_List of tasks_
A. In the forum thread titled "Clueless in Seattle" below, list every username that appears as a poster. Give each name only once.
B. Pick up the forum thread titled "Clueless in Seattle" after its last sentence and write what comes next.
---------- Source excerpt
# Clueless in Seattle



## toddpedlar (Jun 20, 2007)

Check out this piece of news. No surprise, I suppose. I quite honestly can't wait for Jefferts-Schori to promote this woman as blazing an exciting new path in Episcopaganism!


----------



## etexas (Jun 20, 2007)

toddpedlar said:


> Check out this piece of news. No surprise, I suppose. I quite honestly can't wait for Jefferts-Schori to promote this woman as blazing an exciting new path in Episcopaganism!


Yuck..........well, this is why continuing traditional Anglican bodies exists.....to give people who wish to remain Episcopal a way to avoid this garbage. For what it's worth conservative Anglicans such as myself do not view people and positions like this as Christian.........it is apostate.


----------



## MrMerlin777 (Jun 20, 2007)

Clueless is an understatement for this woman.


----------



## Poimen (Jun 20, 2007)

I would be more interested to hear what Muslims have to say about her than Episcopalians - do they want this female pastor to represent them or be part of their religion? Do they want to have a women associated with them that holds a position of authority?

Post-modernism is getting really bizarre!


----------



## MrMerlin777 (Jun 20, 2007)

Poimen said:


> I would be more interested to hear what Muslims have to say about her than Episcopalians - do they want this female pastor to represent them or be part of their religion? Do they want to have a women associated with them that holds a position of authority?
> 
> Post-modernism is getting really bizarre!



Good questions, and yes post modernism IS getting more and more bizarre everyday it seems.


----------



## VictorBravo (Jun 20, 2007)

Poimen said:


> I would be more interested to hear what Muslims have to say about her than Episcopalians - do they want this female pastor to represent them or be part of their religion? Do they want to have a women associated with them that holds a position of authority?
> 
> Post-modernism is getting really bizarre!



Ah yes, a couple of days ago it was a slow news day in the fair and benighted city.

But at least one Muslim weighed in on the local paper's comment blog:



> Ann Holmes Redding is not true Muslim. The religion of Islam is not named after a person as in the case of Christianity which was named after Jesus Christ. Islam is the one true religion of "Allah" and as such, its name represents the central principle of Allah's "God's" religion; the total submission to the will of Allah "God". "This day have I perfected your religion for you, completed My favour upon you, and have chosen for you Islam as your religion". (Soorah Al-Maa'idah 5:3) "If anyone desires a religion other than Islam (submission to Allah (God) never will It be accepted of Him", "Abraham was not a Jew nor Christian; but an upright Muslim." (Soorah Aal'imraan 3:67) Since the total submission of one's will to Allah represents the essence of worship, the basic message of Allah's divine religion, Islam is the worship of Allah alone and the avoidance of worship directed to any person, place or thing other than Allah. Worship of Jesus Christ is not the divine will of Allah.
--------------------
---------- Supplied information
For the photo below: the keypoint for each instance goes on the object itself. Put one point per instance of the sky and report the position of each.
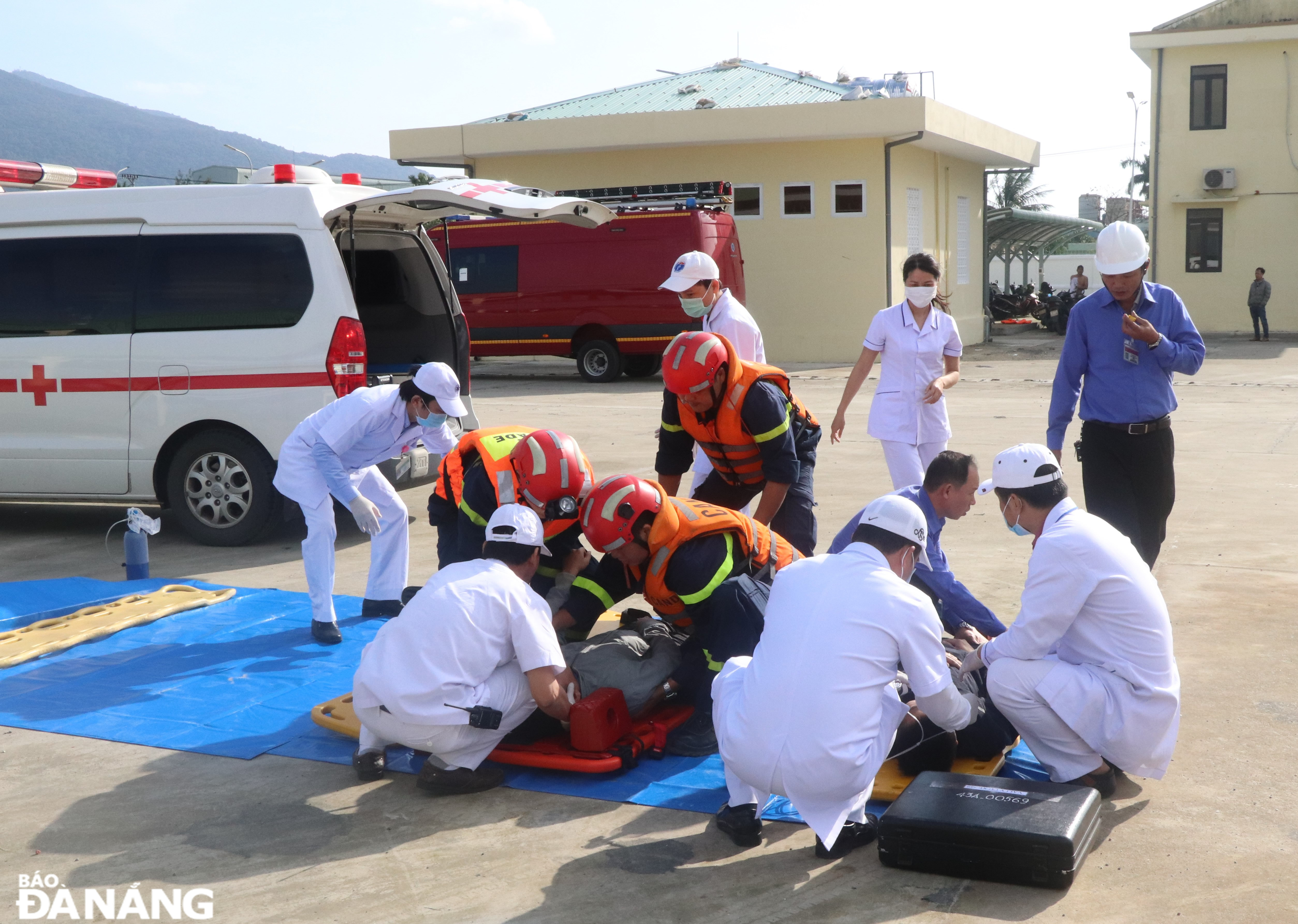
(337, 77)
--------------------
---------- Supplied information
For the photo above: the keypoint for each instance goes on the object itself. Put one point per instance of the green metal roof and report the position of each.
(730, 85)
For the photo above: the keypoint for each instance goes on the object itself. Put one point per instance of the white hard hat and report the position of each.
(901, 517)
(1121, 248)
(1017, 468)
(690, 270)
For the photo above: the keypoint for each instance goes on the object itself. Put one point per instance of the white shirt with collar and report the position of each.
--------------------
---------- Supplied information
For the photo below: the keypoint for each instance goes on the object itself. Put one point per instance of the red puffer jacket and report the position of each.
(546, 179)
--------------------
_The replies_
A. toddpedlar, etexas, MrMerlin777, Poimen, VictorBravo

B.
> Sun, Jun 17, 2007 12:58 pm
> 
> AkbarAliNon



I actually was surprised at the number of sensible responses the Seattle Times had to this story (mixed among the usual and expected cluelessness):

http://community.seattletimes.nwsource.com/reader_feedback/reader_feedback.php?id=170


----------



## Staphlobob (Jun 21, 2007)

Al Mohler has a radio program centering on this creature's "faiths." Quite good and I recommend it.


----------



## kvanlaan (Jun 21, 2007)

Come on, guys. Where are the three cheers for a celebration of diversity? 

If you read about Ms. Schori's coronation (ordination? - whatever it was) and the great interfaith warm fuzzy that was, you know that she is applauding this move towards a broader ecumenical smorgasboard of Episcopalianism from her throne on high.

I have to laugh or I'll cry.


----------



## sotzo (Jun 21, 2007)

Because of these sorts of things, mainline American Episcopalianism will eventually become irrelevant to the point where anything they say or do will be the same as hearing about the latest on Brad and Angelina.

When God = Allah = Budda = Zeus = oak tree = me what ends up being said is absolutely nada. They can put tag of "tolerance" on whatever they are saying, but even that becomes undefined. 

We should pray for the African bishops' work and others who are trying to show that faithfulness to the Bible leads both to grace and peace, whereas "tolerance" can't touch these marvelous mercies of God with a 50 ft pole.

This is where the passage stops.